▶ Task goal:
Please reproduce each of the entries below exactly as they appear.

________________________

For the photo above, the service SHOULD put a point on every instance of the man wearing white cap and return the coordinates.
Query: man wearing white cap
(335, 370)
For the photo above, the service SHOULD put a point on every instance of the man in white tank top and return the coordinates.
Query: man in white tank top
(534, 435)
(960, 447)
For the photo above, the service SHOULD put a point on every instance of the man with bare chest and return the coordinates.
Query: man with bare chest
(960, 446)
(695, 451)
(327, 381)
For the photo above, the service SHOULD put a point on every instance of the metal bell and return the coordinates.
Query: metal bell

________________________

▶ Solution below:
For the photo above, the service SHOULD put a point on every instance of the man wearing white cap and return the coordinates.
Query: man wearing white cap
(335, 370)
For the photo above, the service SHOULD put a point on every instance of the man in white tank top and return the coordinates.
Query: man in white tank top
(534, 435)
(960, 447)
For the photo above, the service SHOULD put a point on every instance of the man with bare chest and return the coordinates.
Query: man with bare chest
(960, 446)
(695, 451)
(327, 381)
For the photo above, the service SHOULD put a point on every instance of the metal bell and return the coordinates.
Query: metal bell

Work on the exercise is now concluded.